**PETUNJUK TUGAS**
(a) Menurut kutipan teks tentang Demak, siapa yang diangkat Panembahan sebagai adipati di Demak seusai perang?
(b) Buatlah ringkasan kutipan teks tentang Demak dalam tiga kalimat.

**KUTIPAN TEKS**
────────────────

Mungkin sekali penguasa Demak, Pati dan Grobongan yang pada 1589 telah bersikap sebagai taklukan yang patuh itu, sama dengan mereka yang telah mengakui Sultan Pajang, yang sudah tua dan meninggal pada 1587, sebagai penguasa tertinggi. Jadi, agaknya Pangeran Kediri di Demak, setelah mengalami penghinaan di Pajang sebelumnya ternyata masih berhasil memerintah tanah asalnya beberapa waktu.
Pada 1595 orang Demak memihak raja-raja Jawa Timur, yang mulai melancarkan serangan terhadap kerajaan Mataram yang belum sempat berkonsolidasi. Serangan tersebut dapat dipatahkan, tetapi panglima perang Mataram, Senapati Kediri yang sudah membelot ke Mataram gugur dalam pertempuran dekat Uter. Sehabis perang, Panembahan mengangkat Ki Mas Sari sebagai adipati di Demak. Rupanya karena pemimpin pemerintahan yang sebelumnya tidak memuaskan atau ternyata tidak dapat dipercaya.

────────────────

(Data Penunjukan)
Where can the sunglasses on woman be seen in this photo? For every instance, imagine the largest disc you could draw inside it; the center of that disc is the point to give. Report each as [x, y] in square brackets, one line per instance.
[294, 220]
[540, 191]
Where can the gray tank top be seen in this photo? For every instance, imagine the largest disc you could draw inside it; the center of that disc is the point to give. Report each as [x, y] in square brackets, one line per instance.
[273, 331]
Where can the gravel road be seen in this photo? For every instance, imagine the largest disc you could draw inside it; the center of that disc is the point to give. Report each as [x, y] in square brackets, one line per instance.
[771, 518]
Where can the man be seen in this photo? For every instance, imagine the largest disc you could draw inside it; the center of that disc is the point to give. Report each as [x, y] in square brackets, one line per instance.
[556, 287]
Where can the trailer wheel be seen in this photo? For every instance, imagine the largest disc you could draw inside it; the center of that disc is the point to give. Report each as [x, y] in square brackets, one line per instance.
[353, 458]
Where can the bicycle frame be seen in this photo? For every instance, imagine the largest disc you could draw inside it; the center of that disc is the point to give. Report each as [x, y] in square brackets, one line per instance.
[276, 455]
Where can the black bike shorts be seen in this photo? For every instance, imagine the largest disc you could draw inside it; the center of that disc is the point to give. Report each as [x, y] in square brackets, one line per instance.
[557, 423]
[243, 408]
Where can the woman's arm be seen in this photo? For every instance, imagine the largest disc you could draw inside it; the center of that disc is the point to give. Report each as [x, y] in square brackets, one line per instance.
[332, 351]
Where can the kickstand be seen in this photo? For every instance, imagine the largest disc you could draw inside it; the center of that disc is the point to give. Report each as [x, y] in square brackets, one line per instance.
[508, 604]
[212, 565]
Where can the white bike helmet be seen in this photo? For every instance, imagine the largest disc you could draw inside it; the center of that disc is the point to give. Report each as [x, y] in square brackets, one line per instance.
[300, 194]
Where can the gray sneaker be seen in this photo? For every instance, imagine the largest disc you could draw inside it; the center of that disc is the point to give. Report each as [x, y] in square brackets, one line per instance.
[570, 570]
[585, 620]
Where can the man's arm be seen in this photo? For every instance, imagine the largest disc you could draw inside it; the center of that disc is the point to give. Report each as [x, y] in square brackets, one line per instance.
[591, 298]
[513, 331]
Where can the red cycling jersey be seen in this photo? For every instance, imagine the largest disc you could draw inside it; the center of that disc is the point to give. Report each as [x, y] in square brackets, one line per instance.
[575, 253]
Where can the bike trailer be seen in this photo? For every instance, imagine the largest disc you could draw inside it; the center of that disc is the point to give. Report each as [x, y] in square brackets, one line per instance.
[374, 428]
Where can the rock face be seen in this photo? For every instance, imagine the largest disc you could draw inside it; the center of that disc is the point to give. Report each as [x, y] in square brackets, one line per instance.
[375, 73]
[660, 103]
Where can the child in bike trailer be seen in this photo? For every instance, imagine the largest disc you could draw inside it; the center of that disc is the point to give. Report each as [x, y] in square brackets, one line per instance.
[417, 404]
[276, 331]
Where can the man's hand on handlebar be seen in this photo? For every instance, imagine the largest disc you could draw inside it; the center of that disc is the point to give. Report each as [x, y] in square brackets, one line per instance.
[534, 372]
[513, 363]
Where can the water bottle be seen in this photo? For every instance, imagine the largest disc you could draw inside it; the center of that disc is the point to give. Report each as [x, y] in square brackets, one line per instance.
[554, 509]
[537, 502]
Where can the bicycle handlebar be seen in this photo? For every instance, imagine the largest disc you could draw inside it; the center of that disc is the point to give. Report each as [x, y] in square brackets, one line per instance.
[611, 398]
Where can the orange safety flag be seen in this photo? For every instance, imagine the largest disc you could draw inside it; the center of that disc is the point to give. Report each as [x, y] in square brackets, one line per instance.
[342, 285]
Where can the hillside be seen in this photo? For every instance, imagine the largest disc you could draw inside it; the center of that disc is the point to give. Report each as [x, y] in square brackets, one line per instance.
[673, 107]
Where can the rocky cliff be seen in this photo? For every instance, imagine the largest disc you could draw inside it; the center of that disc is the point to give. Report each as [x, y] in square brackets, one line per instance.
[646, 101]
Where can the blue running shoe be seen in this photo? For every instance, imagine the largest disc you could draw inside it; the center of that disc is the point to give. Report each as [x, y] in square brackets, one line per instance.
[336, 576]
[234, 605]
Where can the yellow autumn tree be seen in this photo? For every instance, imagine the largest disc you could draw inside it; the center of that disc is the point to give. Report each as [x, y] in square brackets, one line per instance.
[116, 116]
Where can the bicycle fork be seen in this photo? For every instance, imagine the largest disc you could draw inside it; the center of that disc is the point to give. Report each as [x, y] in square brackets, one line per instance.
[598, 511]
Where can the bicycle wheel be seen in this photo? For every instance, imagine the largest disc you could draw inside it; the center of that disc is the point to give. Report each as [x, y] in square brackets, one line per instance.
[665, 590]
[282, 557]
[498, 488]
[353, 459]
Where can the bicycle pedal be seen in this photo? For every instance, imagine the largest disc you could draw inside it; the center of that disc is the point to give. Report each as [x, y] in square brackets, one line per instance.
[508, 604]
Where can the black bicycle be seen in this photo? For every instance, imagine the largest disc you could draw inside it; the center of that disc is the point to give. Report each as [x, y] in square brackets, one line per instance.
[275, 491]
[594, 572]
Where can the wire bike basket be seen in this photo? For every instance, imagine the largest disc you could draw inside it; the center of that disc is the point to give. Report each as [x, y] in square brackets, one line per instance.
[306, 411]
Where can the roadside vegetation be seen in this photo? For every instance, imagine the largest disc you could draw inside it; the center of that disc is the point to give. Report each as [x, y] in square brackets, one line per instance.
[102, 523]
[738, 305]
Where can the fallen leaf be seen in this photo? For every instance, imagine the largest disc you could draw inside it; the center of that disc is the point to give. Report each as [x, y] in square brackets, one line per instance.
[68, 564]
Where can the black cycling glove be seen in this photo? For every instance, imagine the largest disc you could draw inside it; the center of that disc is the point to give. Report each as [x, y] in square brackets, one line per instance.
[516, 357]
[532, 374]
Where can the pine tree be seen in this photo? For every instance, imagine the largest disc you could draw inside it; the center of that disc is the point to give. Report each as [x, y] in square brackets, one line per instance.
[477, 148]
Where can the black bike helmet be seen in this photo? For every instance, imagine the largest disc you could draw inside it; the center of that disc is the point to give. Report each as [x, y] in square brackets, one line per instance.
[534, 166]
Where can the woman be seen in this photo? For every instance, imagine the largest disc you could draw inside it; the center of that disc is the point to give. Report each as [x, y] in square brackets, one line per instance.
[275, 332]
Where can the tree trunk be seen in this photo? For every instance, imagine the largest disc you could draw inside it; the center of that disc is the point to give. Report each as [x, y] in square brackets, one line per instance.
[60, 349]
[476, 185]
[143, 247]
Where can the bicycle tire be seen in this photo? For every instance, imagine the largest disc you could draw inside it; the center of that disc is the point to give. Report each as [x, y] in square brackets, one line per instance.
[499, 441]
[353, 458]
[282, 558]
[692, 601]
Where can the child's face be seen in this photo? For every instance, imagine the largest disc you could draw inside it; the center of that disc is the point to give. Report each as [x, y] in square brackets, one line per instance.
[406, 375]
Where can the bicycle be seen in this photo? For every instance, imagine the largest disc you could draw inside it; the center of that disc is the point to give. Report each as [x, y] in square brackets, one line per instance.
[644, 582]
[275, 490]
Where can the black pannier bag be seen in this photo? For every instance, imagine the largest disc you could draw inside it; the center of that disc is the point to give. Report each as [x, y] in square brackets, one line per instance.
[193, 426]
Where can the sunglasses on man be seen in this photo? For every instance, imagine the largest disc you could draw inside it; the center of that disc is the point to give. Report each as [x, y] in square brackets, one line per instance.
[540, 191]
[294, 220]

────────────────

**JAWABAN TIAP TUGAS**
(a) Ki Mas Sari.

(b) Penguasa Demak, Pati, dan Grobongan yang bersikap sebagai taklukan patuh pada 1589 kemungkinan besar sama dengan mereka yang mengakui Sultan Pajang sebagai penguasa tertinggi, sehingga Pangeran Kediri agaknya masih memerintah Demak beberapa waktu. Pada 1595 orang Demak memihak raja-raja Jawa Timur yang menyerang Mataram, dan serangan itu dapat dipatahkan meskipun Senapati Kediri, panglima perang Mataram, gugur dalam pertempuran dekat Uter. Sehabis perang, Panembahan mengangkat Ki Mas Sari sebagai adipati di Demak, rupanya karena pemimpin sebelumnya tidak memuaskan atau tidak dapat dipercaya.